- To be done:
Your task is to reproduce the entries below word for word.

- Dataset entries:
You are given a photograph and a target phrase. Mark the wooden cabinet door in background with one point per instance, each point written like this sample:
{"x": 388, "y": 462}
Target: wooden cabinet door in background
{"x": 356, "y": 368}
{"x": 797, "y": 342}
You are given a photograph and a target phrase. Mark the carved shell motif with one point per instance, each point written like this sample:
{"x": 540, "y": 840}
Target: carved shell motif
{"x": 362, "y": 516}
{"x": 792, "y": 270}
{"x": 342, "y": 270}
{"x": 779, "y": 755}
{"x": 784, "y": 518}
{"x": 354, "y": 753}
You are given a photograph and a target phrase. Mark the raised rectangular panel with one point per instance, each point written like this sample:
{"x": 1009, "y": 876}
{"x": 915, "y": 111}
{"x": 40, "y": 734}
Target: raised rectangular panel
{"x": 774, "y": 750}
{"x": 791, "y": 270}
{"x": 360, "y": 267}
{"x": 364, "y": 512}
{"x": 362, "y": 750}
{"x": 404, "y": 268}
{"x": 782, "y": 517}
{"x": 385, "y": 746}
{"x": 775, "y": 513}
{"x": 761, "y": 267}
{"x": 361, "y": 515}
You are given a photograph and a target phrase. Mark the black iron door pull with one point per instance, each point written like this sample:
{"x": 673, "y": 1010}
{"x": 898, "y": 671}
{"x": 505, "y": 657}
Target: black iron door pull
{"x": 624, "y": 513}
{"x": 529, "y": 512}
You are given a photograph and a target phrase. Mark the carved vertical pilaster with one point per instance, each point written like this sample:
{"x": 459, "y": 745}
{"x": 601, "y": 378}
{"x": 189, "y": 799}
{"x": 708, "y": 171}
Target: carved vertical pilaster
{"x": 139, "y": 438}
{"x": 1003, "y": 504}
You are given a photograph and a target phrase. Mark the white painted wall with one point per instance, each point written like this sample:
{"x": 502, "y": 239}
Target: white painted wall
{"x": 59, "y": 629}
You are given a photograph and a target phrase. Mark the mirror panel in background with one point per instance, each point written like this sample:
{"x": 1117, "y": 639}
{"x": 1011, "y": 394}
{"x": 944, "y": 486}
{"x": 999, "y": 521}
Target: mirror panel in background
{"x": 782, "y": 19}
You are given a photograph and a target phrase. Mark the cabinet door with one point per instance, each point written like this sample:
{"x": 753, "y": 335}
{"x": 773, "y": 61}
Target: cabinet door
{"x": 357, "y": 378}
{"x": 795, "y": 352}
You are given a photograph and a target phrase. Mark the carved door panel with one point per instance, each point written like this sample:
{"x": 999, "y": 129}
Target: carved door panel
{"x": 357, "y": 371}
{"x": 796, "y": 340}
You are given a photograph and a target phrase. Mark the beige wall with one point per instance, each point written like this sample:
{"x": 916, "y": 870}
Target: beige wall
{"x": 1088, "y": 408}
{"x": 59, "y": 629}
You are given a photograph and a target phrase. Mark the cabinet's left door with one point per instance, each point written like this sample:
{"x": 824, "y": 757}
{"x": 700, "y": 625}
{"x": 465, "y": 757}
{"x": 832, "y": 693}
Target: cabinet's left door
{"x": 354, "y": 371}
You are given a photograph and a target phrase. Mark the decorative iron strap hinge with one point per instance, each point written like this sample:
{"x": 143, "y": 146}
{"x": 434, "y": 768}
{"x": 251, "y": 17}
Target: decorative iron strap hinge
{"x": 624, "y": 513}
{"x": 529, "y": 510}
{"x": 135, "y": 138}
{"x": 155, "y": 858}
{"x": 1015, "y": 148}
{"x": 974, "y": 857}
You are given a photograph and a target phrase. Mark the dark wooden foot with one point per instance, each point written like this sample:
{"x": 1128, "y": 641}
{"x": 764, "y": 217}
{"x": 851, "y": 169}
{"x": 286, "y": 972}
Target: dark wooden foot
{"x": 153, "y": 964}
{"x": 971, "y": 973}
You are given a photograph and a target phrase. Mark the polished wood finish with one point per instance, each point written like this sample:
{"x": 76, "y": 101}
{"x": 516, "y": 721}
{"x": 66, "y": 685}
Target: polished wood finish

- Solved exercise:
You are given a photograph and a target phrase. Mark the wooden cabinet door in background with one point per instance, each point written like this sample:
{"x": 388, "y": 462}
Target: wooden cabinet door in background
{"x": 356, "y": 368}
{"x": 797, "y": 342}
You are given a photograph and a target phrase. Mark the carved shell motif with one point per instance, each point written like this sample:
{"x": 540, "y": 840}
Target: carved shell motif
{"x": 362, "y": 516}
{"x": 792, "y": 270}
{"x": 342, "y": 270}
{"x": 779, "y": 755}
{"x": 784, "y": 518}
{"x": 354, "y": 753}
You are given a photograph and a target phrase. Mark the raised rectangular panel with one point per instance, each point written like this sample:
{"x": 1009, "y": 876}
{"x": 915, "y": 111}
{"x": 40, "y": 734}
Target: raised rectangular panel
{"x": 774, "y": 750}
{"x": 791, "y": 270}
{"x": 360, "y": 267}
{"x": 364, "y": 512}
{"x": 362, "y": 750}
{"x": 404, "y": 268}
{"x": 782, "y": 517}
{"x": 385, "y": 746}
{"x": 775, "y": 513}
{"x": 761, "y": 267}
{"x": 361, "y": 515}
You are given a photograph and a target phrase. Mark the black iron door pull with one point per instance, each point written like this sample:
{"x": 673, "y": 1010}
{"x": 898, "y": 671}
{"x": 505, "y": 657}
Target: black iron door pull
{"x": 624, "y": 513}
{"x": 529, "y": 512}
You are given a photograph and a target phrase. Mark the carved vertical pilaster with one point per instance, each point written like this sample:
{"x": 459, "y": 745}
{"x": 601, "y": 378}
{"x": 189, "y": 799}
{"x": 708, "y": 171}
Target: carved vertical pilaster
{"x": 139, "y": 438}
{"x": 1003, "y": 504}
You are given a photograph and a target phrase. Mark the white painted wall with one point per instance, each point written like this sample:
{"x": 502, "y": 239}
Target: white painted wall
{"x": 59, "y": 629}
You are given a photograph and a target phrase. Mark the mirror panel in background with one point per instance, each point written like this sample:
{"x": 1117, "y": 639}
{"x": 1011, "y": 394}
{"x": 944, "y": 486}
{"x": 999, "y": 521}
Target: mirror panel in background
{"x": 782, "y": 19}
You are given a photograph and a target phrase. Mark the cabinet door with one point per instance, each point written like this sample:
{"x": 753, "y": 335}
{"x": 773, "y": 61}
Target: cabinet door
{"x": 357, "y": 378}
{"x": 795, "y": 352}
You are given a photograph and a target phrase. Mark the carved door panel with one point per instance, each point written like this sample:
{"x": 999, "y": 129}
Target: carved door panel
{"x": 357, "y": 371}
{"x": 796, "y": 340}
You are given a photograph and a target phrase. Mark the beige wall with one point per instance, each point written like this sample:
{"x": 916, "y": 870}
Target: beige wall
{"x": 1088, "y": 408}
{"x": 59, "y": 629}
You are given a photograph and a target phrase. Mark the cabinet's left door with one point per instance, each point written like this sample:
{"x": 824, "y": 757}
{"x": 700, "y": 625}
{"x": 465, "y": 757}
{"x": 832, "y": 693}
Target: cabinet's left door
{"x": 354, "y": 371}
You are given a photograph and a target phrase. Mark the decorative iron strap hinge with one point per instance, each point written like this sample:
{"x": 143, "y": 146}
{"x": 434, "y": 768}
{"x": 251, "y": 17}
Target: decorative iron strap hinge
{"x": 624, "y": 513}
{"x": 529, "y": 510}
{"x": 135, "y": 138}
{"x": 155, "y": 858}
{"x": 1015, "y": 148}
{"x": 974, "y": 857}
You are given a photograph and a target phrase. Mark the dark wooden foot with one point per instance, each point written like this sample:
{"x": 1128, "y": 641}
{"x": 764, "y": 217}
{"x": 851, "y": 169}
{"x": 286, "y": 972}
Target: dark wooden foot
{"x": 153, "y": 964}
{"x": 971, "y": 973}
You are given a photograph and a target phrase. Mark the polished wood finish with one point per instance, each point written like this sample:
{"x": 76, "y": 101}
{"x": 516, "y": 721}
{"x": 66, "y": 685}
Target: polished wood finish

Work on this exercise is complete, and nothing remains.